**Exercise**
The full listing, minus its pictures, should be printed again exactly as it stands.

━━━━━━━━━━━━━━━━━━━━

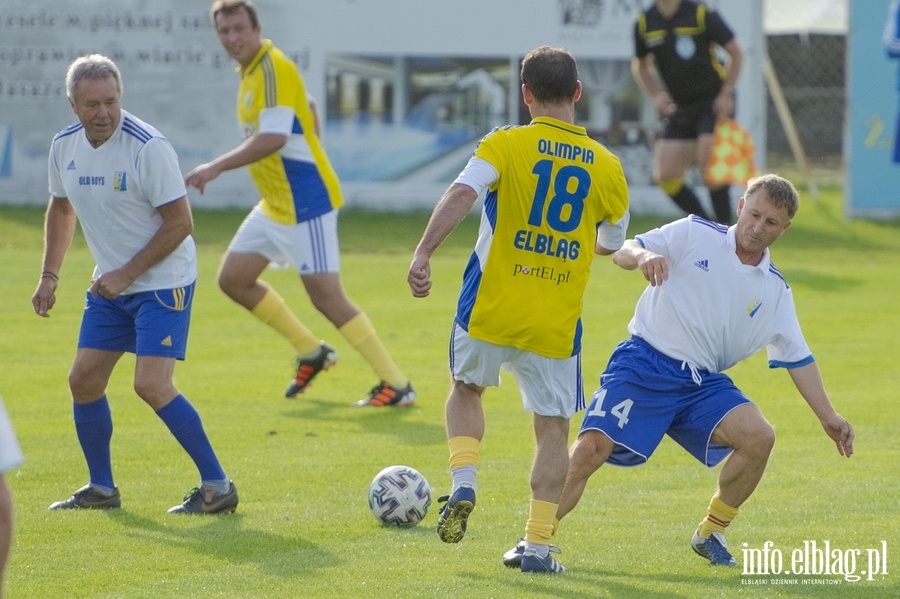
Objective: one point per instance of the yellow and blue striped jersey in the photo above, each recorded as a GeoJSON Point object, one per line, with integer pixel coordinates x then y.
{"type": "Point", "coordinates": [298, 182]}
{"type": "Point", "coordinates": [525, 282]}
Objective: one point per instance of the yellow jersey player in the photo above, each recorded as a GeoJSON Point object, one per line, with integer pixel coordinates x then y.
{"type": "Point", "coordinates": [553, 198]}
{"type": "Point", "coordinates": [295, 222]}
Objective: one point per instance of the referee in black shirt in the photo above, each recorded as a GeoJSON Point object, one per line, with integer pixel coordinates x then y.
{"type": "Point", "coordinates": [676, 63]}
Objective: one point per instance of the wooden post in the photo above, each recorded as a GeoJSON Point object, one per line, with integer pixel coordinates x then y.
{"type": "Point", "coordinates": [787, 124]}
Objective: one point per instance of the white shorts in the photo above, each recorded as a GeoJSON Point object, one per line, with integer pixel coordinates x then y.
{"type": "Point", "coordinates": [311, 247]}
{"type": "Point", "coordinates": [549, 386]}
{"type": "Point", "coordinates": [10, 452]}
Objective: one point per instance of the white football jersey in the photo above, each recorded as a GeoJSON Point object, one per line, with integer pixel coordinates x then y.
{"type": "Point", "coordinates": [115, 190]}
{"type": "Point", "coordinates": [714, 311]}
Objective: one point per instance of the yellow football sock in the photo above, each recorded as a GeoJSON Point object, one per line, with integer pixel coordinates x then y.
{"type": "Point", "coordinates": [718, 517]}
{"type": "Point", "coordinates": [464, 452]}
{"type": "Point", "coordinates": [273, 311]}
{"type": "Point", "coordinates": [362, 336]}
{"type": "Point", "coordinates": [539, 526]}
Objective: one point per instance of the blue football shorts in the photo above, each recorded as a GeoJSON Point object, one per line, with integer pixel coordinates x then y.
{"type": "Point", "coordinates": [150, 323]}
{"type": "Point", "coordinates": [644, 395]}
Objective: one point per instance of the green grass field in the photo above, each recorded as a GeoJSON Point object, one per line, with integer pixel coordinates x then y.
{"type": "Point", "coordinates": [303, 466]}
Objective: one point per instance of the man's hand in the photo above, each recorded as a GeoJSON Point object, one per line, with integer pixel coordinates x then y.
{"type": "Point", "coordinates": [44, 297]}
{"type": "Point", "coordinates": [654, 267]}
{"type": "Point", "coordinates": [201, 175]}
{"type": "Point", "coordinates": [111, 284]}
{"type": "Point", "coordinates": [419, 276]}
{"type": "Point", "coordinates": [841, 432]}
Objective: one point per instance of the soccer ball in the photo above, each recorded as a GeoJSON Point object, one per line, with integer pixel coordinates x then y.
{"type": "Point", "coordinates": [399, 496]}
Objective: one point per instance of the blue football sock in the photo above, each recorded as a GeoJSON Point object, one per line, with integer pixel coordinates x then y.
{"type": "Point", "coordinates": [93, 424]}
{"type": "Point", "coordinates": [184, 423]}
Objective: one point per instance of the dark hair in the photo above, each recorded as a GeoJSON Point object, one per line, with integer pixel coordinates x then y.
{"type": "Point", "coordinates": [94, 67]}
{"type": "Point", "coordinates": [550, 74]}
{"type": "Point", "coordinates": [781, 192]}
{"type": "Point", "coordinates": [230, 7]}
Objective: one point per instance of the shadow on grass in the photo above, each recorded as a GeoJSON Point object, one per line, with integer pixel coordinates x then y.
{"type": "Point", "coordinates": [402, 423]}
{"type": "Point", "coordinates": [224, 537]}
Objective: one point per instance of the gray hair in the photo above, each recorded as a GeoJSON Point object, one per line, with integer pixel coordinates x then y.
{"type": "Point", "coordinates": [94, 67]}
{"type": "Point", "coordinates": [781, 192]}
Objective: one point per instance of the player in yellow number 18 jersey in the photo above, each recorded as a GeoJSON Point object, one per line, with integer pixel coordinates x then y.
{"type": "Point", "coordinates": [554, 197]}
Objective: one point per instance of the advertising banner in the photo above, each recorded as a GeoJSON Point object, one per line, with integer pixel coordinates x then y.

━━━━━━━━━━━━━━━━━━━━

**Answer to the exercise**
Objective: one point per instance of the yellow and blue striped jersey in the photo above, each recorded as a GeoJSON Point object, one per line, with integer pixel coordinates x then y.
{"type": "Point", "coordinates": [298, 182]}
{"type": "Point", "coordinates": [525, 282]}
Objective: one point per instance of the yellow jersey player in the photo above, each recorded as a GeoJSON Point object, one per line, with integer pixel coordinates x then y.
{"type": "Point", "coordinates": [553, 198]}
{"type": "Point", "coordinates": [295, 222]}
Objective: one point per instance of the referee in black shirt in the photo above, each recorded as a GeoJSON Point object, one per line, with integer pixel coordinates x then y.
{"type": "Point", "coordinates": [676, 63]}
Objective: one point per instance of the wooden post in the photo above, each recorded as a GeoJSON Point object, one per line, with integer pixel coordinates x then y.
{"type": "Point", "coordinates": [787, 124]}
Objective: one point per instance of the white shorts in the photo above, each recorded as a GeoJSON Point object, one per line, with integer pixel coordinates x then y.
{"type": "Point", "coordinates": [311, 247]}
{"type": "Point", "coordinates": [549, 386]}
{"type": "Point", "coordinates": [10, 452]}
Objective: one point per instance of the white football jersey in the photo above, each recorded as a GeoJSON Point object, one per line, with integer pixel coordinates x then y.
{"type": "Point", "coordinates": [115, 190]}
{"type": "Point", "coordinates": [714, 311]}
Objective: one point per instance of the yellow football sock in the photo above, each recorded as a GeoJSON Point object, one per line, with integer pixel coordinates x then y.
{"type": "Point", "coordinates": [718, 517]}
{"type": "Point", "coordinates": [464, 452]}
{"type": "Point", "coordinates": [273, 311]}
{"type": "Point", "coordinates": [362, 336]}
{"type": "Point", "coordinates": [539, 526]}
Objective: one point per instance of the blue football shorts in the photo above, each recorded as a GeoJSON Point object, one per line, with integer pixel coordinates x then y.
{"type": "Point", "coordinates": [150, 323]}
{"type": "Point", "coordinates": [644, 395]}
Objective: one point per instance of the green grass field in the photo above, each recorded as a GeoJSON Point object, one per line, with integer pixel coordinates x then y.
{"type": "Point", "coordinates": [303, 466]}
Objective: one point per instance of the man's hand in the photo above, each recorded as a GeoJSON Point object, one per line, with integer pixel coordinates x then y.
{"type": "Point", "coordinates": [44, 297]}
{"type": "Point", "coordinates": [654, 267]}
{"type": "Point", "coordinates": [201, 175]}
{"type": "Point", "coordinates": [111, 284]}
{"type": "Point", "coordinates": [419, 276]}
{"type": "Point", "coordinates": [841, 432]}
Objective: one point per instance of the soccer ball in the photo above, each recorded as a GeoJSON Point object, one per line, with integer pixel coordinates x then y.
{"type": "Point", "coordinates": [399, 496]}
Objective: one point per instance of the blue football sock in the photo above, each recorded as a GeoJSON Point object, one per line, with integer pixel coordinates x then y.
{"type": "Point", "coordinates": [93, 424]}
{"type": "Point", "coordinates": [184, 423]}
Objective: one point per instance of the dark hair in the photo above, each recorded as a GeoJSON Point object, one per line, with integer pixel coordinates x then y.
{"type": "Point", "coordinates": [94, 67]}
{"type": "Point", "coordinates": [550, 74]}
{"type": "Point", "coordinates": [781, 192]}
{"type": "Point", "coordinates": [230, 7]}
Objective: one point per instance of the shadow on grass in the photo above, each recorded as a GeoJSON Point object, one per line, with integer pixel coordinates x then y.
{"type": "Point", "coordinates": [402, 423]}
{"type": "Point", "coordinates": [224, 537]}
Objective: one point per instance of the gray hair in the photo above, each recorded as a GeoJSON Point object, one per line, with integer pixel coordinates x then y.
{"type": "Point", "coordinates": [94, 67]}
{"type": "Point", "coordinates": [781, 192]}
Objective: one point per instance of the player in yellow number 18 jersey in the photo above, each recorded as a GeoJSON Point object, one per line, with integer pixel coordinates x then y.
{"type": "Point", "coordinates": [554, 197]}
Objective: one point per instance of the advertising banner in the photo above, each recorded as a GeoJSON Point object, one per line, with integer pixel coordinates x then y.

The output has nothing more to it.